◆ Aim:
Write out, word for word, only the lines from the one containing "Phrase: white body panel" through the final line of the data.

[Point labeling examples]
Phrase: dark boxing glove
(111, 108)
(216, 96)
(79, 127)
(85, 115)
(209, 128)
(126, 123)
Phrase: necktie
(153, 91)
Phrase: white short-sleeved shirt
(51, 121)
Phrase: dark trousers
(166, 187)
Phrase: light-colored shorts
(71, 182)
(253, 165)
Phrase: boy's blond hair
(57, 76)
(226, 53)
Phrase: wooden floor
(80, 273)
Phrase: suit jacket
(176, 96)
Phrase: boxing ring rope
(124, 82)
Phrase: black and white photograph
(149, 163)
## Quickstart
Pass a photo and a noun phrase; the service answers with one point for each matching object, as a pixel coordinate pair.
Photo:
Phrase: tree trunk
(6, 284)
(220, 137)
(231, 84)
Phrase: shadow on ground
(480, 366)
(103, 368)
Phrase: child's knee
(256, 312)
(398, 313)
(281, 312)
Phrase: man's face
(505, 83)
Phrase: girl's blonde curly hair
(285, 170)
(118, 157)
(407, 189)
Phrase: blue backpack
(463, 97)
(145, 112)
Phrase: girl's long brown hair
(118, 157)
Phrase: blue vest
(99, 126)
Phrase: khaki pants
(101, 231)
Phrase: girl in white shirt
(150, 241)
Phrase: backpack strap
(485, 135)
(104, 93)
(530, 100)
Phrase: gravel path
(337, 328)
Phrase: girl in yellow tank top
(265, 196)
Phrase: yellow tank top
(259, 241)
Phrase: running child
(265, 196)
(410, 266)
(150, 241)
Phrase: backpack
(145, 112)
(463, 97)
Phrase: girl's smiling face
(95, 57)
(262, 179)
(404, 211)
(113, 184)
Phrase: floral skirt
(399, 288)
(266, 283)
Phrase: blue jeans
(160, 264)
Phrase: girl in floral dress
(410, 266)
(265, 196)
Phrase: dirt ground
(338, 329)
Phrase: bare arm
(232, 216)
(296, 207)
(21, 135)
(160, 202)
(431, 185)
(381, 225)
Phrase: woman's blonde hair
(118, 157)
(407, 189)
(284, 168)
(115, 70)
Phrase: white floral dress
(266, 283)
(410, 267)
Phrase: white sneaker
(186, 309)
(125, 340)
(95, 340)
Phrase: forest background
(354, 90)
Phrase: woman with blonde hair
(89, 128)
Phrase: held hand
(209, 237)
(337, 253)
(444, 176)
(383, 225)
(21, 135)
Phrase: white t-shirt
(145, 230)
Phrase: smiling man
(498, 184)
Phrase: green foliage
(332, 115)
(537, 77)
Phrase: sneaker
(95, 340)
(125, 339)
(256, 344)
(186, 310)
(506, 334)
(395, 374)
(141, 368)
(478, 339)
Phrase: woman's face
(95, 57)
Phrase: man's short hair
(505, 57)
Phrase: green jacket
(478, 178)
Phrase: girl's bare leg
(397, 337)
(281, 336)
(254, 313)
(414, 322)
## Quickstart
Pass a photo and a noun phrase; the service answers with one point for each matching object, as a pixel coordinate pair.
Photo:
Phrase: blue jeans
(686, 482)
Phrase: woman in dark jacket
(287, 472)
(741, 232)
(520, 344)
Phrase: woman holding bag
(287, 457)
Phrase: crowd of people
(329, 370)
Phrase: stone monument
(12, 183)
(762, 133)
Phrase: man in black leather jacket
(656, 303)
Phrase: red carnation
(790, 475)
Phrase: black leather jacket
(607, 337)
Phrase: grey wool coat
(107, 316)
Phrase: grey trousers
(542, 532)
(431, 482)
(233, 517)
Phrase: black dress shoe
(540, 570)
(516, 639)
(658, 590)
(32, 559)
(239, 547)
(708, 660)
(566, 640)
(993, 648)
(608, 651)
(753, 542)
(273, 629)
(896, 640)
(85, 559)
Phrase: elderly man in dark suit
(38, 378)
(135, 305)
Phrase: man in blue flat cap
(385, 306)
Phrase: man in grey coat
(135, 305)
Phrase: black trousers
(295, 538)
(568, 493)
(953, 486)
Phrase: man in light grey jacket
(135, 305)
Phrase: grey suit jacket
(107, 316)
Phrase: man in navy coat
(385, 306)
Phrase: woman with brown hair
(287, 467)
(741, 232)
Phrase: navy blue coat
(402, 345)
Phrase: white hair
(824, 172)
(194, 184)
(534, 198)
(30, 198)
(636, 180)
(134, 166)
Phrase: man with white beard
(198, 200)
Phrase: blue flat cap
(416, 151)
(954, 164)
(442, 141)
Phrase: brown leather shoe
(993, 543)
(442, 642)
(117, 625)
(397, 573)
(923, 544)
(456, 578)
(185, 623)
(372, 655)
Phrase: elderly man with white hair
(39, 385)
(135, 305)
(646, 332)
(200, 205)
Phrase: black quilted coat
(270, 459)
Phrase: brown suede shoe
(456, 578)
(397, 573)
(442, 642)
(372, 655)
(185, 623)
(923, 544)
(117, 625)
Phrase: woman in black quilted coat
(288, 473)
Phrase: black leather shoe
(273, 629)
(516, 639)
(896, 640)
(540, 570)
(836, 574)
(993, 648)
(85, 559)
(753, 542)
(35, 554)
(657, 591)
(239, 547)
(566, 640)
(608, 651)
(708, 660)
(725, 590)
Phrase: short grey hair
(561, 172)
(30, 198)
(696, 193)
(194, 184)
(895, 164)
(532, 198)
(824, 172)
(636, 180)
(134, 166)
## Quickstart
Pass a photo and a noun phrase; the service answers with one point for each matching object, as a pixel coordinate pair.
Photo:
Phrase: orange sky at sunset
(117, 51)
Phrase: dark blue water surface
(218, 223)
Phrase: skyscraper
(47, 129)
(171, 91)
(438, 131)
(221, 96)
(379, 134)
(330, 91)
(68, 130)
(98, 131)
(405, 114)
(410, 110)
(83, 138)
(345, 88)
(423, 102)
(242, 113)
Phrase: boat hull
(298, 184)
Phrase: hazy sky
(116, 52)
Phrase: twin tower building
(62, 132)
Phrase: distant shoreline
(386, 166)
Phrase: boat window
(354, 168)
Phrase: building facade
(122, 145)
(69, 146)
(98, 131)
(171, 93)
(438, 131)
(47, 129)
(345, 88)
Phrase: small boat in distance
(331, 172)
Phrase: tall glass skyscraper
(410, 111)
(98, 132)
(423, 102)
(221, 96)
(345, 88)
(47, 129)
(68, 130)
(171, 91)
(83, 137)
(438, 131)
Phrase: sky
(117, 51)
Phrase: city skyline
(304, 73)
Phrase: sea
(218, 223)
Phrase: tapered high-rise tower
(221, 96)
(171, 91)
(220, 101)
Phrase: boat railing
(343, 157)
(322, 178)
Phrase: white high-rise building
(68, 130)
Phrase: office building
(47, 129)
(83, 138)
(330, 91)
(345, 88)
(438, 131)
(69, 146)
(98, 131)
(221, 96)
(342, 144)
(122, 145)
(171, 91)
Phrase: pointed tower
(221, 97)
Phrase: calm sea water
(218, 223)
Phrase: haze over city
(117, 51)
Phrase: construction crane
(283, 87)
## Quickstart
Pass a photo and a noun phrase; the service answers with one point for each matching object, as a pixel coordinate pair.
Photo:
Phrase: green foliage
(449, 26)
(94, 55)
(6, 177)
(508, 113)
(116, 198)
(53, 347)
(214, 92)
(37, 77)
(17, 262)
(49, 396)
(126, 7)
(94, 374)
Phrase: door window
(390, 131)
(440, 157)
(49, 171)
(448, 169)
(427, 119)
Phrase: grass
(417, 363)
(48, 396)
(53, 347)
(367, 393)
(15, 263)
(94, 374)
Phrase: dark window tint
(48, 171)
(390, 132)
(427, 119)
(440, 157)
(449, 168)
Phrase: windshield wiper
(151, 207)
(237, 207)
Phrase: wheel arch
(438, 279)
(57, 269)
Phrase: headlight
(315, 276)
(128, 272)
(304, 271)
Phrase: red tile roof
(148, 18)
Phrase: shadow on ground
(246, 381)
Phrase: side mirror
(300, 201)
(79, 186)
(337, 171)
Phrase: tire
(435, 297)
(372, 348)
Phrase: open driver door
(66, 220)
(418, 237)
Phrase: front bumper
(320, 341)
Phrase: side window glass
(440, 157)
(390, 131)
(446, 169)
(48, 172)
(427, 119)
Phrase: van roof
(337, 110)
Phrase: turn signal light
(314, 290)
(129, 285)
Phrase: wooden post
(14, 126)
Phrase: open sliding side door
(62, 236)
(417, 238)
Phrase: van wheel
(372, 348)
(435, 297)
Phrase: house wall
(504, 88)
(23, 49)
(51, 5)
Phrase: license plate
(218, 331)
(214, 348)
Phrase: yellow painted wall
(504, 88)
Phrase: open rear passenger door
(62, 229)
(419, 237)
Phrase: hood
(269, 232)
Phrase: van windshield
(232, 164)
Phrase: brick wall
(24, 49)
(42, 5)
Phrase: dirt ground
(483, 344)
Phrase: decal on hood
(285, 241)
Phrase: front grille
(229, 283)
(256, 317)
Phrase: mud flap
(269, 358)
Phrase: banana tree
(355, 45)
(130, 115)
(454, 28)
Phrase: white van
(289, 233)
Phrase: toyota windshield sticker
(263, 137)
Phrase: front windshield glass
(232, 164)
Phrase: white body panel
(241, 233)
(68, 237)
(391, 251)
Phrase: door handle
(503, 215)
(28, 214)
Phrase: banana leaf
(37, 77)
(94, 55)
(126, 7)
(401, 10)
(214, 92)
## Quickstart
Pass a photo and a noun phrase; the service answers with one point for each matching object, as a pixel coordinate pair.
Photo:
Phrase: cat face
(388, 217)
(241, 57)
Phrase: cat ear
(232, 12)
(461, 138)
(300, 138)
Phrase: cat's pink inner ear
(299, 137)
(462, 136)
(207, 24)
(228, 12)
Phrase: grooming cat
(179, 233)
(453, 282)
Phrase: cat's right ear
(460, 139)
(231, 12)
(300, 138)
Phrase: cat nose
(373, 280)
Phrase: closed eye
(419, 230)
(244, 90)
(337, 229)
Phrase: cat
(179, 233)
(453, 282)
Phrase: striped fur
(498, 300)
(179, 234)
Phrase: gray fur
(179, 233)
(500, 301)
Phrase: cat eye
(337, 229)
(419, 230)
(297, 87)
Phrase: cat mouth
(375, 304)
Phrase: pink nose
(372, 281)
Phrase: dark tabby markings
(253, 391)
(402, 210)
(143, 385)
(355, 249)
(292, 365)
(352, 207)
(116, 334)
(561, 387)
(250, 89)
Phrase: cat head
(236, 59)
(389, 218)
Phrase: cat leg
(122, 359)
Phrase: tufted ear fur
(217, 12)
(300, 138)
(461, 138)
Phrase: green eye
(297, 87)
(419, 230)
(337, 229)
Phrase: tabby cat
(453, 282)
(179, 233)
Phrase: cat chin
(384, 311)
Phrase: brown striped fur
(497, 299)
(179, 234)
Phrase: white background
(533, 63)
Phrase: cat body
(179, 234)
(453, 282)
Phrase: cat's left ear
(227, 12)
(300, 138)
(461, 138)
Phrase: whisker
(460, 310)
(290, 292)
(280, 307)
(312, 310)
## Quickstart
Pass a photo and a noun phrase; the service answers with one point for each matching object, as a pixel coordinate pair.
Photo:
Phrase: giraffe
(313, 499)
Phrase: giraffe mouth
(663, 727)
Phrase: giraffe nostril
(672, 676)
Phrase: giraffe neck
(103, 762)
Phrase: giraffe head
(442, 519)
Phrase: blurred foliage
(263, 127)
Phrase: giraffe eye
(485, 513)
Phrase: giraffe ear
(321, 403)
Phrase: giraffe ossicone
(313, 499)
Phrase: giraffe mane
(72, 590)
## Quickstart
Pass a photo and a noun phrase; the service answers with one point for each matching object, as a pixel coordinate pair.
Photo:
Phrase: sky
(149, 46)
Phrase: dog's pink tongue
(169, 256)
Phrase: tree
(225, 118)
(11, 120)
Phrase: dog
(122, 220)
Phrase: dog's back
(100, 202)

◆ Written response:
Phrase: white body panel
(241, 233)
(68, 237)
(391, 251)
Phrase: door handle
(503, 215)
(28, 214)
Phrase: banana leaf
(37, 77)
(94, 55)
(126, 7)
(401, 10)
(214, 92)
## Quickstart
Pass a photo and a noun phrase; the service answers with one point for each matching object, as a pixel coordinate pair.
Photo:
Phrase: cat face
(388, 217)
(241, 57)
Phrase: cat ear
(232, 12)
(461, 138)
(300, 138)
Phrase: cat's pink inner ear
(299, 137)
(462, 136)
(207, 24)
(228, 12)
Phrase: grooming cat
(179, 233)
(453, 282)
Phrase: cat's right ear
(460, 139)
(231, 12)
(300, 138)
Phrase: cat nose
(373, 280)
Phrase: closed eye
(419, 230)
(244, 90)
(337, 229)
Phrase: cat
(179, 233)
(453, 282)
Phrase: striped fur
(498, 300)
(179, 234)
Phrase: gray fur
(179, 233)
(500, 301)
Phrase: cat eye
(337, 229)
(419, 230)
(297, 87)
Phrase: cat mouth
(375, 304)
Phrase: pink nose
(372, 281)
Phrase: dark tabby markings
(253, 391)
(402, 210)
(143, 385)
(355, 249)
(292, 365)
(352, 207)
(116, 334)
(561, 387)
(250, 89)
Phrase: cat head
(236, 59)
(389, 218)
Phrase: cat leg
(122, 359)
Phrase: tufted ear fur
(217, 12)
(300, 138)
(461, 138)
Phrase: green eye
(297, 87)
(419, 230)
(337, 229)
Phrase: tabby cat
(453, 282)
(179, 233)
Phrase: cat chin
(384, 311)
Phrase: brown striped fur
(497, 299)
(179, 234)
Phrase: white background
(533, 63)
Phrase: cat body
(179, 234)
(453, 282)
Phrase: cat's left ear
(227, 12)
(300, 138)
(461, 138)
Phrase: whisker
(460, 310)
(290, 292)
(280, 307)
(312, 310)
## Quickstart
Pass a photo and a noun phrase; the service answers with one point for each matching object, as a pixel coordinate pair.
Photo:
Phrase: giraffe
(313, 499)
Phrase: giraffe mouth
(663, 727)
Phrase: giraffe nostril
(672, 676)
Phrase: giraffe neck
(103, 762)
Phrase: giraffe head
(442, 519)
Phrase: blurred foliage
(263, 127)
Phrase: giraffe eye
(485, 513)
Phrase: giraffe ear
(321, 403)
Phrase: giraffe ossicone
(313, 499)
Phrase: giraffe mane
(72, 590)
## Quickstart
Pass a photo and a noun phrase; the service answers with one point for each matching object, as a pixel coordinate pair.
Photo:
Phrase: sky
(149, 46)
Phrase: dog's pink tongue
(169, 256)
Phrase: tree
(225, 118)
(11, 120)
Phrase: dog
(122, 220)
Phrase: dog's back
(100, 202)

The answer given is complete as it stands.